Write out each record in full and exactly as given. Skip any pictures.

Given records
- - - -

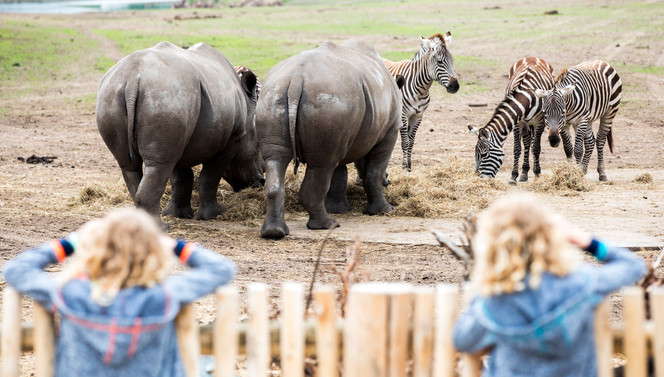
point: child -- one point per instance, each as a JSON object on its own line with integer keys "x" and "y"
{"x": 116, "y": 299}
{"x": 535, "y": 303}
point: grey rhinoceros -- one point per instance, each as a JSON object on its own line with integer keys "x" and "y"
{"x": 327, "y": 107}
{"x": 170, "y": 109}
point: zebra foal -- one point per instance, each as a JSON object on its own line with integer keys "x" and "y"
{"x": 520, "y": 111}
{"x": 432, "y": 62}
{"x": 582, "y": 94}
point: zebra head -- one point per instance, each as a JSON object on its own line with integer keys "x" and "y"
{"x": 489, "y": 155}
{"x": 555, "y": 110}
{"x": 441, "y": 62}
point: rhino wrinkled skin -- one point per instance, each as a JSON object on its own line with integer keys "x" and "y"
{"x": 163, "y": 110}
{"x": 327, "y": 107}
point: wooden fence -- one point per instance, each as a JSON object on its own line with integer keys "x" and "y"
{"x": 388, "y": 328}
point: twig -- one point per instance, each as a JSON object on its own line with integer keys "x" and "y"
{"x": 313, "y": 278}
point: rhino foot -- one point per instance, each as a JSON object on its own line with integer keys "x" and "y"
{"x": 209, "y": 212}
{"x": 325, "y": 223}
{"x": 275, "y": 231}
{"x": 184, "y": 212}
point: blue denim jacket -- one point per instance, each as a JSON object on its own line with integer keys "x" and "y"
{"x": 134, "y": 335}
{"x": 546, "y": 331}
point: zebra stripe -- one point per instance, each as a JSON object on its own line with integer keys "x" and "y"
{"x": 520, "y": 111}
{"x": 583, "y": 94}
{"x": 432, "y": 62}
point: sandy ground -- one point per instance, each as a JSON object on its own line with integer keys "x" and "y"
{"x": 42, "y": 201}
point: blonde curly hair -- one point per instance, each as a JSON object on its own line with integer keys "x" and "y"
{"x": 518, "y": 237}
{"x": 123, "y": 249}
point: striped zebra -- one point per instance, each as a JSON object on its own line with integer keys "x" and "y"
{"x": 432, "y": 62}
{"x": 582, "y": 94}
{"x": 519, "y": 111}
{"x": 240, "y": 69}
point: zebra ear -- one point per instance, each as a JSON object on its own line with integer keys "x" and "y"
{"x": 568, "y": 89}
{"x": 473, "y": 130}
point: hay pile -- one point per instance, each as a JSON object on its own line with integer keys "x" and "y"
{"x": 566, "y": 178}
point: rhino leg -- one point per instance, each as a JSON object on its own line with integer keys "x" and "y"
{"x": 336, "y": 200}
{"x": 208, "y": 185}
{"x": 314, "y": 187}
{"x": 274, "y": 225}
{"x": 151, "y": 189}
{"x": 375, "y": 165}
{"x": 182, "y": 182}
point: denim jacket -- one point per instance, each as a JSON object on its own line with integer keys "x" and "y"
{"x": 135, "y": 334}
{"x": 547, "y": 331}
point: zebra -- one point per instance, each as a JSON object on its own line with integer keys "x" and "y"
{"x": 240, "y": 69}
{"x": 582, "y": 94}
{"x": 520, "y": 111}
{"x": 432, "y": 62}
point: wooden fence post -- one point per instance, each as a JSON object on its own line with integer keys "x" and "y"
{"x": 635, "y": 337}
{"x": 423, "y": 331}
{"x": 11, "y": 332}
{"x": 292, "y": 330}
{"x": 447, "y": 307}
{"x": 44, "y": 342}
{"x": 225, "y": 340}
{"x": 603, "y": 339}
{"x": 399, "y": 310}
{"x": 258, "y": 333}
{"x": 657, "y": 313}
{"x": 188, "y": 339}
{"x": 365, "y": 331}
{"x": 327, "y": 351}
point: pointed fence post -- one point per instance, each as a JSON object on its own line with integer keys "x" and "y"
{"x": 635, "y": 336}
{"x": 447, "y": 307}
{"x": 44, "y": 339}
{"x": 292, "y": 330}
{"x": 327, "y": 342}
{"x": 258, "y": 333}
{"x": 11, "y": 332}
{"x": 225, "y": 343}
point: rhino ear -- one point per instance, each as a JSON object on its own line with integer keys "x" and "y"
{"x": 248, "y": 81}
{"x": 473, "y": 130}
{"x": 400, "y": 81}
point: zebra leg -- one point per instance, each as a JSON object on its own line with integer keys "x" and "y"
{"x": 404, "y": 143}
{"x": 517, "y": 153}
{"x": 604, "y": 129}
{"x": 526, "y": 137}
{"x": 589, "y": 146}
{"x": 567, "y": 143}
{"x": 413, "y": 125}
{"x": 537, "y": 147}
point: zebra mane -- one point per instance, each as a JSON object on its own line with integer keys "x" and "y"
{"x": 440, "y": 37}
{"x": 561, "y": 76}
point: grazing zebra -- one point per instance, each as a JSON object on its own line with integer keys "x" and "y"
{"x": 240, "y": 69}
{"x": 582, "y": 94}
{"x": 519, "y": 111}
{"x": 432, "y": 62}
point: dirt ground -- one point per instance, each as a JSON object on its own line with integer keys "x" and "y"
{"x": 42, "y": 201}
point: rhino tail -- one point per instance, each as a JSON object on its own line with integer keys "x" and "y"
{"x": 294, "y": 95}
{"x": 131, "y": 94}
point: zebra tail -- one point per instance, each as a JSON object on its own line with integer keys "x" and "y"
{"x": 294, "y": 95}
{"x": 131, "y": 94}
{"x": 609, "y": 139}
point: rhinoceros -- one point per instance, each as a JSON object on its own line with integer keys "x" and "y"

- - - -

Result of this exercise
point: child -- one point per instance, each as a JSON object on its own line with integer keys "x" and "y"
{"x": 116, "y": 299}
{"x": 535, "y": 303}
point: grey rhinoceros -- one point per instance, each as a JSON object on its own line with integer keys "x" and "y"
{"x": 327, "y": 107}
{"x": 170, "y": 109}
point: zebra foal -- one point per instance, each as a JSON object on its own line with integer keys "x" and "y"
{"x": 520, "y": 111}
{"x": 432, "y": 62}
{"x": 582, "y": 94}
point: zebra head -- one point per instance, each as a JSON object on its own line with integer keys "x" and "y"
{"x": 489, "y": 155}
{"x": 555, "y": 110}
{"x": 441, "y": 62}
point: rhino wrinkled skin -- one point per instance, each as a JSON object on its own line with integer keys "x" and "y"
{"x": 163, "y": 110}
{"x": 327, "y": 107}
point: wooden fence -- one point per instance, each as a JSON object on its own line with integer keys "x" and "y"
{"x": 388, "y": 328}
point: twig -- one point per instance, each as a JSON object on its own line with integer keys "x" and "y"
{"x": 313, "y": 278}
point: rhino foot -- one point per instance, each as a JSON object on its own line with integer keys "x" and "y"
{"x": 209, "y": 212}
{"x": 325, "y": 223}
{"x": 275, "y": 231}
{"x": 184, "y": 212}
point: blue denim jacket -- one point per instance, each as a JSON object on its own line with integer keys "x" and "y"
{"x": 134, "y": 335}
{"x": 546, "y": 331}
point: zebra stripe -- one point per instance, each as a JSON object on its own line with integer keys "x" and "y"
{"x": 520, "y": 111}
{"x": 583, "y": 94}
{"x": 432, "y": 62}
point: sandy ground -- one point per instance, each as a JSON object on its own line with integer keys "x" and "y"
{"x": 42, "y": 201}
point: blonde curly hair -- one point per instance, each as a JSON object on its own line with integer keys "x" and "y"
{"x": 518, "y": 237}
{"x": 123, "y": 249}
point: striped zebra -- one point per instance, each as a JSON object on its own line with integer keys "x" and "y"
{"x": 432, "y": 62}
{"x": 582, "y": 94}
{"x": 519, "y": 111}
{"x": 240, "y": 69}
point: zebra ear -- one point per instance, each as a JSON object on its own line with integer keys "x" and "y"
{"x": 568, "y": 89}
{"x": 473, "y": 130}
point: hay pile -- one point per instance, each as a JSON object on its own line with integer keys "x" and "y"
{"x": 566, "y": 178}
point: rhino leg -- one point per instance, each as a JSON object on its own line with integer keys "x" and "y"
{"x": 336, "y": 200}
{"x": 208, "y": 185}
{"x": 314, "y": 187}
{"x": 274, "y": 225}
{"x": 151, "y": 189}
{"x": 375, "y": 165}
{"x": 182, "y": 182}
point: denim jacket -- one point per instance, each as a JSON object on its own line with integer keys "x" and "y"
{"x": 135, "y": 334}
{"x": 547, "y": 331}
point: zebra -- one point per instance, each as a JSON object on its own line with integer keys "x" and "y"
{"x": 240, "y": 69}
{"x": 582, "y": 94}
{"x": 520, "y": 111}
{"x": 432, "y": 62}
point: wooden fence post -- one point per instance, each as a JSON object on its own line with integer keys "x" and "y"
{"x": 635, "y": 337}
{"x": 423, "y": 331}
{"x": 11, "y": 332}
{"x": 292, "y": 330}
{"x": 447, "y": 307}
{"x": 44, "y": 342}
{"x": 225, "y": 340}
{"x": 603, "y": 339}
{"x": 399, "y": 310}
{"x": 258, "y": 333}
{"x": 657, "y": 313}
{"x": 188, "y": 339}
{"x": 365, "y": 331}
{"x": 327, "y": 351}
point: pointed fence post -- one point per instance, each as a JSON object on its own line with integer keys "x" and "y"
{"x": 635, "y": 336}
{"x": 447, "y": 307}
{"x": 44, "y": 339}
{"x": 292, "y": 330}
{"x": 327, "y": 342}
{"x": 258, "y": 333}
{"x": 11, "y": 332}
{"x": 225, "y": 343}
point: rhino ear -- one point per instance, each as a JSON object on its own line with integer keys "x" and "y"
{"x": 248, "y": 81}
{"x": 473, "y": 130}
{"x": 400, "y": 81}
point: zebra leg -- one point per instance, each as a JSON object on its own line with integer keys "x" and "y"
{"x": 404, "y": 143}
{"x": 517, "y": 153}
{"x": 604, "y": 129}
{"x": 526, "y": 137}
{"x": 589, "y": 146}
{"x": 567, "y": 143}
{"x": 413, "y": 125}
{"x": 537, "y": 147}
point: zebra mane -- one point per instance, each as a JSON object on its own line with integer keys "x" and "y"
{"x": 440, "y": 37}
{"x": 561, "y": 76}
point: grazing zebra -- one point per instance, each as a JSON object on its own line with integer keys "x" and "y"
{"x": 240, "y": 69}
{"x": 582, "y": 94}
{"x": 519, "y": 111}
{"x": 432, "y": 62}
point: dirt ground -- one point per instance, each as a JSON object on its own line with integer keys "x" and "y"
{"x": 42, "y": 201}
point: rhino tail -- one point per instance, each as a JSON object on its own line with integer keys "x" and "y"
{"x": 294, "y": 95}
{"x": 131, "y": 94}
point: zebra tail -- one point per instance, each as a JSON object on its own line with integer keys "x" and "y"
{"x": 294, "y": 95}
{"x": 131, "y": 94}
{"x": 609, "y": 139}
point: rhinoceros -- one point per instance, each as a JSON object on its own line with integer keys "x" and "y"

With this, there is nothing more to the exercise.